WHAT YOU NEED TO DO: From the first line to the last, retype the data below exactly.

--- EXCERPTED DATA Enclosed Below ---

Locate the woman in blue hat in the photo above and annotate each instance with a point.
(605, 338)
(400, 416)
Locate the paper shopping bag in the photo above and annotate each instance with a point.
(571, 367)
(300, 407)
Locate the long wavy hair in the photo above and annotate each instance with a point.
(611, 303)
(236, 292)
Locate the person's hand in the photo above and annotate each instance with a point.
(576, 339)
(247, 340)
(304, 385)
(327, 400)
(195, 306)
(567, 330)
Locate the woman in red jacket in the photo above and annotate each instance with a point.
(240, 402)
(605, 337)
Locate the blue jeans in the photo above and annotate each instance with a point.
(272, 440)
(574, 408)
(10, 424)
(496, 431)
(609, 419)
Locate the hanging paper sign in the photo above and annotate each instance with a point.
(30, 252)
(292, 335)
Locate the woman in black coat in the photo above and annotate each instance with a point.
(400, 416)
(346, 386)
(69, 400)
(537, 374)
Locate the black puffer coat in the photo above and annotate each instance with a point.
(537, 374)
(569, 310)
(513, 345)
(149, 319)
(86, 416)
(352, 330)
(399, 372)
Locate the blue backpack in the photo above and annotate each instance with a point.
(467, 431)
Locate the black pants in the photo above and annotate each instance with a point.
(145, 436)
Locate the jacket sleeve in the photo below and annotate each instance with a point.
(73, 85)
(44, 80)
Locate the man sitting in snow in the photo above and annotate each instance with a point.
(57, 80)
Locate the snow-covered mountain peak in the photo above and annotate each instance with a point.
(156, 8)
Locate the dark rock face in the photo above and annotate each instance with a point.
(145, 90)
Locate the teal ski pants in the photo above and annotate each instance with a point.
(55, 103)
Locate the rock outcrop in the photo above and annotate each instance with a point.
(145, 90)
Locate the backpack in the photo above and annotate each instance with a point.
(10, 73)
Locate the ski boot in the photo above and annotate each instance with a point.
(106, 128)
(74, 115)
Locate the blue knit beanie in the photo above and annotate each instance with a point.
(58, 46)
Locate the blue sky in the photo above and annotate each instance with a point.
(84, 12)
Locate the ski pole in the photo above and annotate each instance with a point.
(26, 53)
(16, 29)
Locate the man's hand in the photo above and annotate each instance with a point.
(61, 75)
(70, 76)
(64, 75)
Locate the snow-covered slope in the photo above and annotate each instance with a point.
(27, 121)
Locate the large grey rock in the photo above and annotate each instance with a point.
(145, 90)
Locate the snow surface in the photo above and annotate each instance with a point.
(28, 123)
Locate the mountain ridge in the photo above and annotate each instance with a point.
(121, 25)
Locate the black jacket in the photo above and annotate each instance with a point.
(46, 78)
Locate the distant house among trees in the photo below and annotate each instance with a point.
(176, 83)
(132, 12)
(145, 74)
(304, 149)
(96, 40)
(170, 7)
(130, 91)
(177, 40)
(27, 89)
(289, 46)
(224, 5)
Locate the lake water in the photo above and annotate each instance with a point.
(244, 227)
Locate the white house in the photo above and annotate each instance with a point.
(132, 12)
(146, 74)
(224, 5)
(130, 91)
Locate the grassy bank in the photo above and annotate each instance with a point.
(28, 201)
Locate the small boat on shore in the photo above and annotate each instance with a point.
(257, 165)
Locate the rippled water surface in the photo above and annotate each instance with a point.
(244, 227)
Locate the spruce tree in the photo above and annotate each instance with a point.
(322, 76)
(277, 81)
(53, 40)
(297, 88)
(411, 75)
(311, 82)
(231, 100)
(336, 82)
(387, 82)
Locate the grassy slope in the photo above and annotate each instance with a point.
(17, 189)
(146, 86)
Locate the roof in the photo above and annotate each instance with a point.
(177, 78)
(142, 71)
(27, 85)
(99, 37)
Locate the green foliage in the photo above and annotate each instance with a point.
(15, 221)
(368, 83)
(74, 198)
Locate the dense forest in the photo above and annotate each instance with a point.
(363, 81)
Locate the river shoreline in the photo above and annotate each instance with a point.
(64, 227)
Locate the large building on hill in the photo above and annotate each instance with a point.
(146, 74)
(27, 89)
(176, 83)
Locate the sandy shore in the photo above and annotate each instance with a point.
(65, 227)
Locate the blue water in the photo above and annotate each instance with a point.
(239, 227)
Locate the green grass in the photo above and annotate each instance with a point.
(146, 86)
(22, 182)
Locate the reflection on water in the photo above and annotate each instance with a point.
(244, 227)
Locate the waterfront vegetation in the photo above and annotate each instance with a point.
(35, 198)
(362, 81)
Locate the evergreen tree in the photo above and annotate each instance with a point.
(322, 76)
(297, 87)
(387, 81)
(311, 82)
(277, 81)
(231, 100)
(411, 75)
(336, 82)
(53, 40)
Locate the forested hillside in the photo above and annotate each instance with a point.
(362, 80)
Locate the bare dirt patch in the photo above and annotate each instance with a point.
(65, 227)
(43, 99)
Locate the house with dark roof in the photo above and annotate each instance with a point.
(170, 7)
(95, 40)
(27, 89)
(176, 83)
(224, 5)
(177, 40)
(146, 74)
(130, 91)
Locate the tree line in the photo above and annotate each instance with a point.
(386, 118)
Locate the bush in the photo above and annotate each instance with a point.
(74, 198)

--- End of Enclosed EXCERPTED DATA ---

EXERCISE SOLUTION:
Locate the woman in blue hat in the photo above and annotate each instance with a point.
(605, 338)
(400, 416)
Locate the paper shopping bag in the photo above and annotate each instance with a point.
(571, 367)
(300, 407)
Locate the long wavy hair in the photo above and annotate each instance with a point.
(611, 303)
(236, 292)
Locate the person's hand in the photo above and annotate each instance with a point.
(576, 339)
(247, 340)
(304, 385)
(327, 400)
(195, 306)
(567, 330)
Locate the woman in red jacket in the photo above and annotate each instance with a point.
(240, 402)
(605, 337)
Locate the blue jeans in the photo above and annotate each instance with a point.
(272, 440)
(574, 408)
(10, 424)
(496, 431)
(609, 419)
Locate the hanging paper sign in the photo above and annotate each instance with a point.
(30, 252)
(292, 335)
Locate the woman in black coat in the photo above and annotate each instance with a point.
(400, 416)
(346, 386)
(69, 400)
(537, 374)
Locate the black puffer coat in the photo above and annotate each instance with a point.
(537, 374)
(569, 310)
(513, 345)
(149, 319)
(86, 416)
(352, 330)
(399, 372)
Locate the blue backpack in the photo above and annotate each instance with a point.
(467, 431)
Locate the black pants in the photo above and annotate each instance with a point.
(145, 436)
Locate the jacket sleeve in the photo below and annotate each instance with a point.
(73, 85)
(44, 80)
Locate the man sitting in snow in the photo above and annotate each instance with a point.
(57, 80)
Locate the snow-covered mountain peak in the photo above and annotate each instance with a point.
(156, 8)
Locate the dark rock face in the photo above and annotate each instance with a point.
(145, 90)
Locate the teal ski pants in the photo above and annotate each instance with a point.
(55, 103)
Locate the rock outcrop in the photo above and annotate each instance with a point.
(145, 90)
Locate the backpack in the photo above and annotate each instance with a point.
(10, 73)
Locate the ski boot in the photo above and annotate each instance with a point.
(106, 128)
(74, 115)
Locate the blue knit beanie in the photo above and annotate each instance with a point.
(58, 46)
Locate the blue sky in the photo above and annotate each instance with a point.
(84, 12)
Locate the ski pole in the photo above and annotate each instance with a point.
(26, 53)
(16, 29)
Locate the man's hand in the photo above and annotate each instance with a point.
(61, 75)
(70, 76)
(64, 75)
Locate the snow-covered slope in the photo above and annotate each instance with a point.
(27, 121)
Locate the large grey rock in the photo above and annotate each instance with a point.
(145, 90)
Locate the snow surface in the photo above and annotate each instance with a point.
(28, 123)
Locate the mountain ridge in the photo above and annotate each instance with a point.
(121, 25)
Locate the black jacket in the photo above and annotate each instance with a point.
(46, 78)
Locate the distant house among trees in the photo below and annotate each instance with a point.
(176, 83)
(132, 12)
(145, 74)
(304, 149)
(96, 40)
(170, 7)
(130, 91)
(177, 40)
(27, 89)
(289, 46)
(224, 5)
Locate the lake water in the photo above and annotate each instance with a point.
(244, 227)
Locate the white house in the photo above and annotate each instance with a point.
(132, 12)
(146, 74)
(224, 5)
(130, 91)
Locate the grassy bank in the photo above and annotate each instance with a point.
(28, 201)
Locate the small boat on shore in the photo above and annotate each instance with a point.
(257, 165)
Locate the rippled water surface in the photo above and annotate each instance with a point.
(244, 227)
Locate the spruce tree in the photo above and annotate each instance with a point.
(322, 76)
(277, 81)
(53, 40)
(297, 88)
(411, 75)
(311, 82)
(231, 100)
(336, 82)
(387, 82)
Locate the grassy slope in the photo above and annotate each instance with a point.
(17, 189)
(146, 86)
Locate the roof in the photo above and annotate each instance with a point.
(177, 78)
(142, 71)
(27, 85)
(99, 37)
Locate the green foliage in the photo above and annotate each instance with a point.
(15, 221)
(368, 83)
(74, 198)
Locate the dense forest in the photo above and annotate each instance with a point.
(363, 81)
Locate the river shoreline in the photo above and annotate each instance with a point.
(64, 227)
Locate the large building on hill in the photo above and annotate each instance with a point.
(146, 74)
(27, 89)
(176, 83)
Locate the sandy shore in the photo above and annotate each instance with a point.
(65, 227)
Locate the blue water in the photo above and annotate each instance with a point.
(239, 227)
Locate the green grass in the photo above and annotate each instance with a point.
(146, 86)
(22, 182)
Locate the reflection on water in the photo above and annotate each instance with a point.
(244, 227)
Locate the waterfront vegetation in the photo above and annotate each instance with a point.
(35, 198)
(362, 81)
Locate the evergreen tree in the photo above and annotate each instance with a point.
(322, 76)
(297, 87)
(387, 81)
(311, 82)
(277, 81)
(231, 100)
(411, 75)
(336, 82)
(53, 40)
Locate the forested hillside in the photo above and annotate each instance with a point.
(362, 80)
Locate the bare dirt patch in the photo above and annotate each instance with a point.
(65, 227)
(43, 99)
Locate the house with dark roof in the photo above and annotate each instance with a point.
(170, 7)
(95, 40)
(27, 89)
(176, 83)
(224, 5)
(177, 40)
(146, 74)
(130, 91)
Locate the tree line in the photo above and annotate each instance with a point.
(386, 118)
Locate the bush in the photo above and annotate each instance with a point.
(74, 198)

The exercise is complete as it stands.